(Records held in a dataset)
▼

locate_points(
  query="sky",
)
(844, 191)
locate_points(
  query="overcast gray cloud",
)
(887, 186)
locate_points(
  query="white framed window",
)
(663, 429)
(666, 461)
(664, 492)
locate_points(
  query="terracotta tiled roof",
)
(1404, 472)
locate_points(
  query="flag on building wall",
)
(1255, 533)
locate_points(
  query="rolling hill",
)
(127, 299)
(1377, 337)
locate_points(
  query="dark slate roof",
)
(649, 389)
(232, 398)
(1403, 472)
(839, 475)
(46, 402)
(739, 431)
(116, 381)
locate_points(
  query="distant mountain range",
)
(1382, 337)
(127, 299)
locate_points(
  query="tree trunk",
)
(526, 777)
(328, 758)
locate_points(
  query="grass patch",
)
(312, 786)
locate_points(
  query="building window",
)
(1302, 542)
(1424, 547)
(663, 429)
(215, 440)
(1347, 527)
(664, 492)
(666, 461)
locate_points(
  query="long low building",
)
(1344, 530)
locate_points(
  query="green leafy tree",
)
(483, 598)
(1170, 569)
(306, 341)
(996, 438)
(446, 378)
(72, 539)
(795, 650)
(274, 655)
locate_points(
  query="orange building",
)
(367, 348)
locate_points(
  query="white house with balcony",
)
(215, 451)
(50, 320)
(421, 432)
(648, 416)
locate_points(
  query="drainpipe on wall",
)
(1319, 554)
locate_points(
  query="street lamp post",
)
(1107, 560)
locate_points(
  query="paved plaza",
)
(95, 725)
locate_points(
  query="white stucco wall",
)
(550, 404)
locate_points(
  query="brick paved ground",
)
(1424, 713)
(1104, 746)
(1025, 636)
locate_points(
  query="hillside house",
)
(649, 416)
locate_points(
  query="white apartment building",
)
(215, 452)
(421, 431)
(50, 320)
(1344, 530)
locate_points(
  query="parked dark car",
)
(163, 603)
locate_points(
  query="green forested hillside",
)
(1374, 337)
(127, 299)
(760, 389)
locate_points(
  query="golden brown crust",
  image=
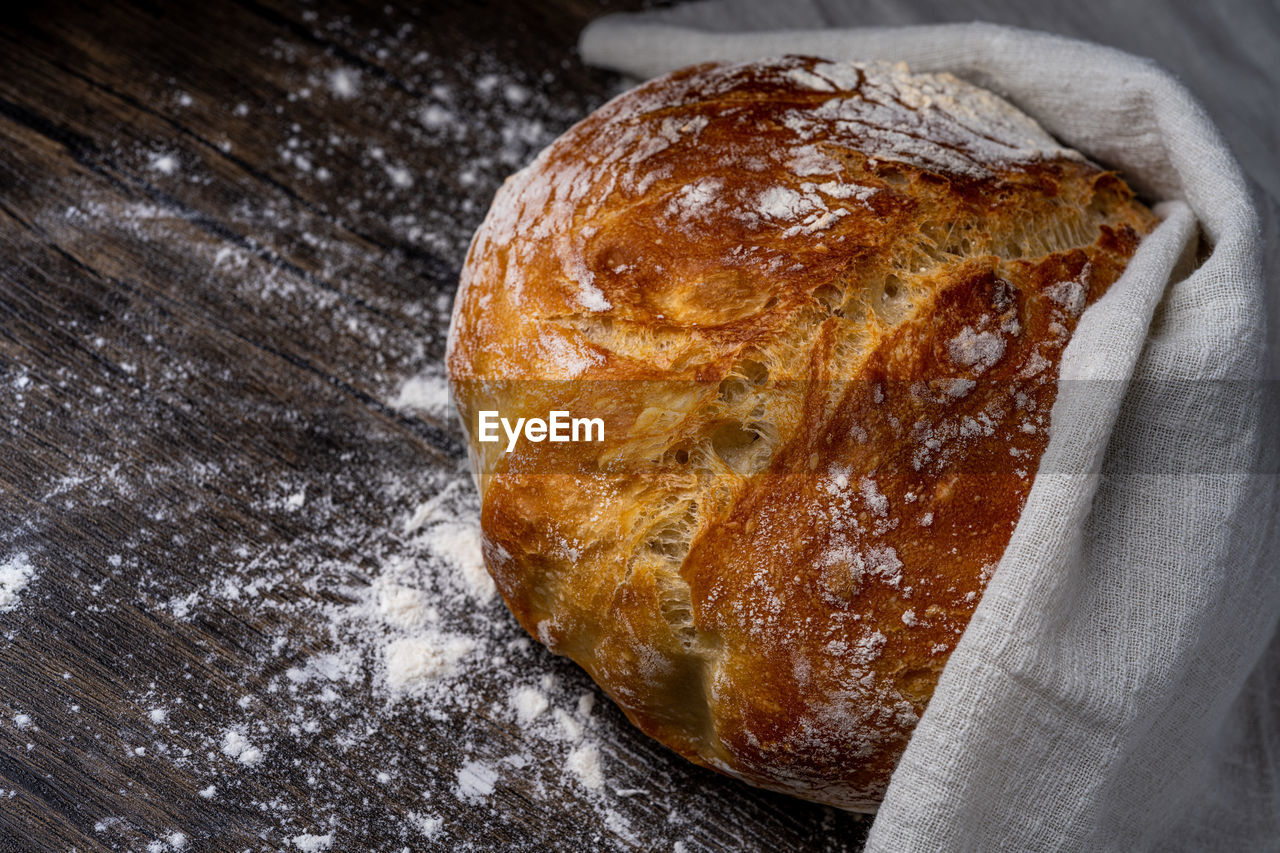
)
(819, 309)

▲
▼

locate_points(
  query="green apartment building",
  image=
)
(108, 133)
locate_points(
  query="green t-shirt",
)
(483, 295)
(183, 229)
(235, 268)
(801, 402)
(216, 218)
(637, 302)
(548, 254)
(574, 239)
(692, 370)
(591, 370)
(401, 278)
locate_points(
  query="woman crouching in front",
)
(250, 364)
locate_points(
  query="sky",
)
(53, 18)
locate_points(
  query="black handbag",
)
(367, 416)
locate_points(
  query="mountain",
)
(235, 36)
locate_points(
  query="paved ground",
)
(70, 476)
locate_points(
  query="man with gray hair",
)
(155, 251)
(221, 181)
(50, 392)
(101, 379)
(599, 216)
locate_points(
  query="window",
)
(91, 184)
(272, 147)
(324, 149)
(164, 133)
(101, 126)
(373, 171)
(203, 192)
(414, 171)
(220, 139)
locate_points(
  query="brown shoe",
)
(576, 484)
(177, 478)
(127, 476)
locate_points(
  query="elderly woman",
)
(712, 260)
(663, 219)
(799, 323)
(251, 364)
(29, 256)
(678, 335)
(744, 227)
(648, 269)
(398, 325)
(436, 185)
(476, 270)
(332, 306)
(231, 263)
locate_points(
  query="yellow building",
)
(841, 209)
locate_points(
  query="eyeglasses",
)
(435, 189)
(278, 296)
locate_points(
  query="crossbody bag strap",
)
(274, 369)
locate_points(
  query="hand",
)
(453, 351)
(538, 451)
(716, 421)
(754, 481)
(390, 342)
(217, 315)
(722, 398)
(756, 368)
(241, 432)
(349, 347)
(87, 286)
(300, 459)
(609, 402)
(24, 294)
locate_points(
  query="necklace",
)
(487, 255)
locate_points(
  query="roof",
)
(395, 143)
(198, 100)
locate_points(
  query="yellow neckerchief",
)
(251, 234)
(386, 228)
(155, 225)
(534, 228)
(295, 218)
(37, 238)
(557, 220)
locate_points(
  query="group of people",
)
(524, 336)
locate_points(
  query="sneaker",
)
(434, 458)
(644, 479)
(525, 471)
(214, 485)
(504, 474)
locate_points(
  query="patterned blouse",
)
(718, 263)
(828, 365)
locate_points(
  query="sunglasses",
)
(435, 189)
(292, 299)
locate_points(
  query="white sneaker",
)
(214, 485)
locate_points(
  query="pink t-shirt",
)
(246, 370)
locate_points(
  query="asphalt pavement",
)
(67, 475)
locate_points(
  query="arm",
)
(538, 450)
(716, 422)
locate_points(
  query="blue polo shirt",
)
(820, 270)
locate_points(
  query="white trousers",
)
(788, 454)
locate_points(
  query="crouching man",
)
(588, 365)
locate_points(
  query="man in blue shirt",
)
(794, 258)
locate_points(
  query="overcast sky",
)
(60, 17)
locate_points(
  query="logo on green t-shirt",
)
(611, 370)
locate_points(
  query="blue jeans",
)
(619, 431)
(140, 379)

▲

-- Problem statement --
Return each line of the items above that contains the word "paved", treating uppercase and lowercase as different.

-- Written response --
  query="paved plaza",
  query="brick paved ground",
  query="paved ground",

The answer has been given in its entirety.